> _WORK INSTRUCTIONS_: Copy the items from the line with "Task: list a point for each instance of the tall" to the line with "Target: tree". Put "lamppost" wherever "street light" appears, change nothing else, and leave out the pictures.

> _RECORDS TO PROCESS_:
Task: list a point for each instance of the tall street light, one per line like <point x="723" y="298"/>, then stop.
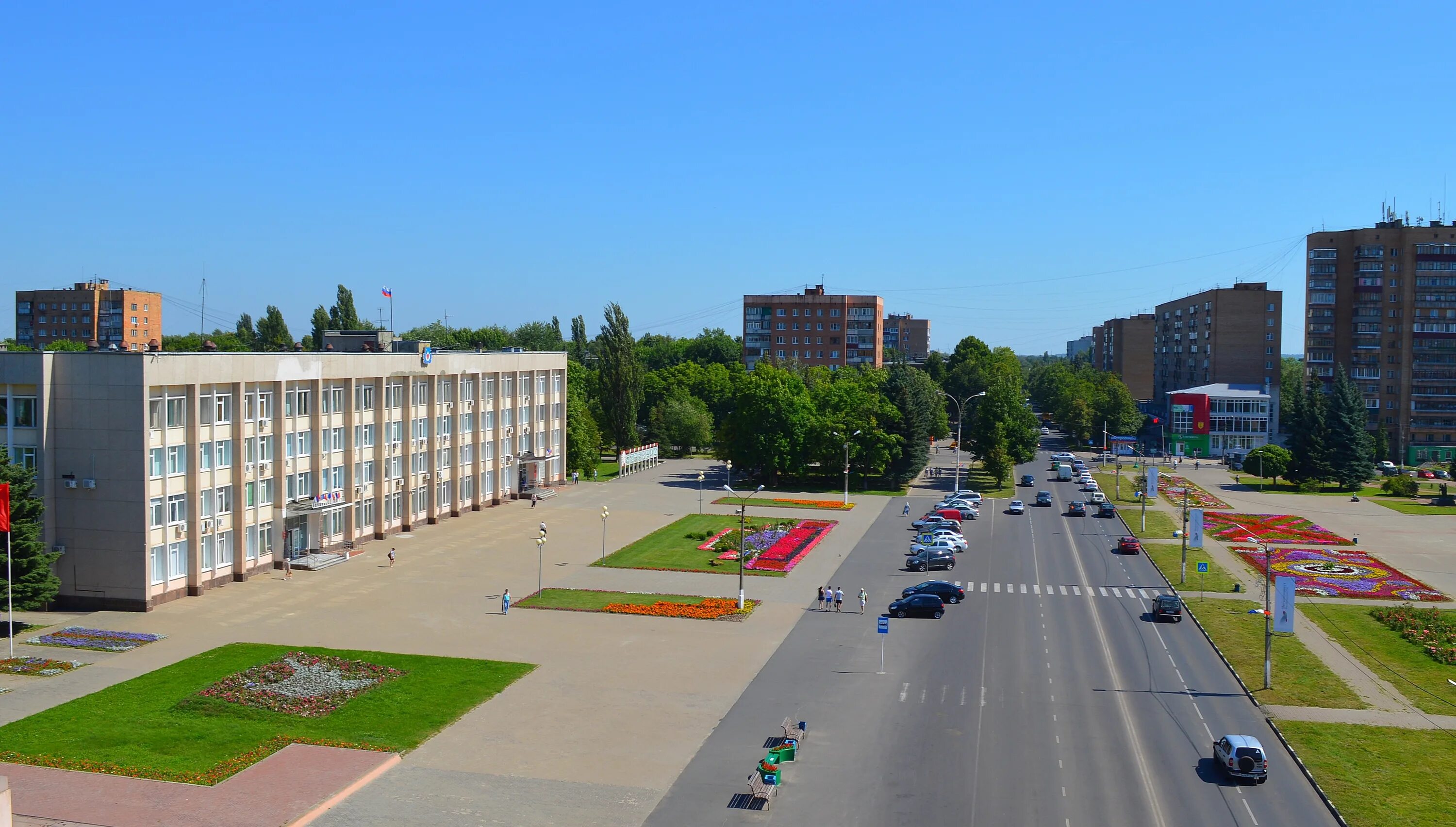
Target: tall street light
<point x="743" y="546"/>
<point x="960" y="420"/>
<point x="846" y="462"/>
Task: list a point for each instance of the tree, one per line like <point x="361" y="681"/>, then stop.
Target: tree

==

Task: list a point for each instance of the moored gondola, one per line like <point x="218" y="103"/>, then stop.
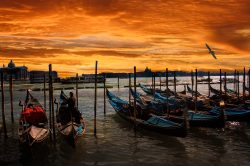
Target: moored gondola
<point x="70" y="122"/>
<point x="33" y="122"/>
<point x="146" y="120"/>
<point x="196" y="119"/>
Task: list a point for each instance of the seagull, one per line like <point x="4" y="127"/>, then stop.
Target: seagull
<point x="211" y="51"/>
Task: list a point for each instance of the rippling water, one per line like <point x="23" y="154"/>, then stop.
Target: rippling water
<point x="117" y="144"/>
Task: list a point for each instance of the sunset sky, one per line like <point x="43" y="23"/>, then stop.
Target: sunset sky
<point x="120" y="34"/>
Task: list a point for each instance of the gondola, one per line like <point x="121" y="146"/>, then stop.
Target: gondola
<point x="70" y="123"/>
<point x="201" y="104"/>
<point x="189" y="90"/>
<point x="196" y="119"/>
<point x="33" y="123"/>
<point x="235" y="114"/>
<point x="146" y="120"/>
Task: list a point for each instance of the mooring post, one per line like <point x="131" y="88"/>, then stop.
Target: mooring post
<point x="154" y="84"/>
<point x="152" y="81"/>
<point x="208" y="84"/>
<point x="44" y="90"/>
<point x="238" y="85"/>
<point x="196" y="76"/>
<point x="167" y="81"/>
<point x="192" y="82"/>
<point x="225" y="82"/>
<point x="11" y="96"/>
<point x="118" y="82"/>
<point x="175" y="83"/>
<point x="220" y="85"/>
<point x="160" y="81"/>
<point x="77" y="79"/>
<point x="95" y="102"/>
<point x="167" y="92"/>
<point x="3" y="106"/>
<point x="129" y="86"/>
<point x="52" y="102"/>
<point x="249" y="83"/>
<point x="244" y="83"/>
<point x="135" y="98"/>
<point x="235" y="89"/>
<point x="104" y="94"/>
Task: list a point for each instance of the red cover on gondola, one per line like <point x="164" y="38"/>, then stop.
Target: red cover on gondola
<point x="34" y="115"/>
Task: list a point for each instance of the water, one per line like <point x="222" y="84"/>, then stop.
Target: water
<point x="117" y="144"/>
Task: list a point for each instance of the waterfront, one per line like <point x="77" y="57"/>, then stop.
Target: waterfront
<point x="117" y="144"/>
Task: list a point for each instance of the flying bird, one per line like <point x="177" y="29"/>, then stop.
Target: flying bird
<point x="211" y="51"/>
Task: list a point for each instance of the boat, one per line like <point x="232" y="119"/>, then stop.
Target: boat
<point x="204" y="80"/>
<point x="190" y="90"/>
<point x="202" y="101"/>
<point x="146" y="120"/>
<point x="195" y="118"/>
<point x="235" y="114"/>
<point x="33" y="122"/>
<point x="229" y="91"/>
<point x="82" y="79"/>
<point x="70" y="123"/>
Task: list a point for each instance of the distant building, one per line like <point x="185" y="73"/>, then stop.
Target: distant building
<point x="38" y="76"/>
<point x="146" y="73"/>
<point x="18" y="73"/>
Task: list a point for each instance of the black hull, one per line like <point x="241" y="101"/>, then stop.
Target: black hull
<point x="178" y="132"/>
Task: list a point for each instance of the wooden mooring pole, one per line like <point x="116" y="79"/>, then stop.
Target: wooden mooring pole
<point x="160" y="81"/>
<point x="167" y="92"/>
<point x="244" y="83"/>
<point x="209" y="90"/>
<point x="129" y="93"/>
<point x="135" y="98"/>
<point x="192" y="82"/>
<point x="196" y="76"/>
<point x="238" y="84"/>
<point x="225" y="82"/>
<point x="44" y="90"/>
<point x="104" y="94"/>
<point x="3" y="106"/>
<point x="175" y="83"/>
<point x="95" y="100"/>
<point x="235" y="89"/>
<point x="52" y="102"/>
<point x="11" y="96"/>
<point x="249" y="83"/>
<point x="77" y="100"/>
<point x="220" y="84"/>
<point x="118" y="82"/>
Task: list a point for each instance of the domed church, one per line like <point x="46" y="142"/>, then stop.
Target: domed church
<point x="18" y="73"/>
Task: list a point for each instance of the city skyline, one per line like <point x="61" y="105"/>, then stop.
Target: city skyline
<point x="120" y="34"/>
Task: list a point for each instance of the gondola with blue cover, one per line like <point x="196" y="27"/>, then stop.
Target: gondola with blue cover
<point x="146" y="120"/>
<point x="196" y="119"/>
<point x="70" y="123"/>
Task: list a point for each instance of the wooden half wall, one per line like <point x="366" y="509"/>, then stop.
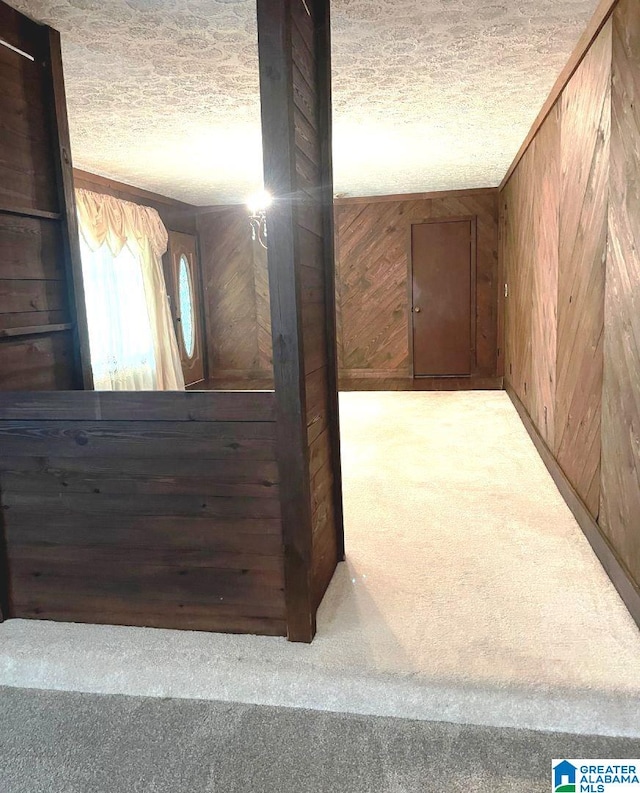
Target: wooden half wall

> _FINISHED TASK_:
Task: list a point for each instance of the tall lamppost, one per line like <point x="723" y="298"/>, then stop.
Target: tall lamppost
<point x="743" y="546"/>
<point x="960" y="420"/>
<point x="846" y="462"/>
Task: list a point for each instance of the tree, one per line like <point x="361" y="681"/>, then stop.
Target: tree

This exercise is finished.